Point-per-instance localization data
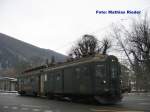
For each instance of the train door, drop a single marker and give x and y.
(43, 78)
(100, 77)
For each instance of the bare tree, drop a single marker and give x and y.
(89, 45)
(137, 47)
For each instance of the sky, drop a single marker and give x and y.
(57, 24)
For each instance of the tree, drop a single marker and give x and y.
(89, 45)
(137, 49)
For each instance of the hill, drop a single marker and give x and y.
(16, 54)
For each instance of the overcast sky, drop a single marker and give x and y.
(56, 24)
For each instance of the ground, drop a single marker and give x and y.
(12, 102)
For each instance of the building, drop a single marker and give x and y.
(8, 84)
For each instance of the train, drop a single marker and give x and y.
(96, 77)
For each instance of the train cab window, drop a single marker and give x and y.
(100, 71)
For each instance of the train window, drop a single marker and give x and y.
(58, 77)
(114, 71)
(100, 71)
(77, 73)
(45, 77)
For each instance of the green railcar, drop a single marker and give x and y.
(95, 77)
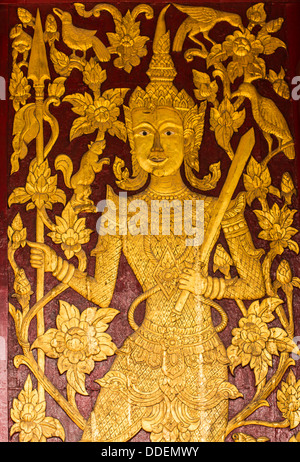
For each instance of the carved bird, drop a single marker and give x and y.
(269, 118)
(80, 39)
(202, 19)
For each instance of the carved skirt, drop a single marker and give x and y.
(167, 381)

- WHAT THIS TASK INVOLVES:
Each line from the one with "For each instance of the green" through the final line of the records must be copied exactly, with no pictures and no additional lines.

- OUTPUT FOR THIS TASK:
For each instance of the green railcar, drop a single marker and give x and y.
(95, 77)
For each instance of the carved bird, drop a single marker and give x and y.
(269, 118)
(80, 39)
(202, 19)
For each instance of the carved skirt, drop a single marker and give x and y.
(167, 381)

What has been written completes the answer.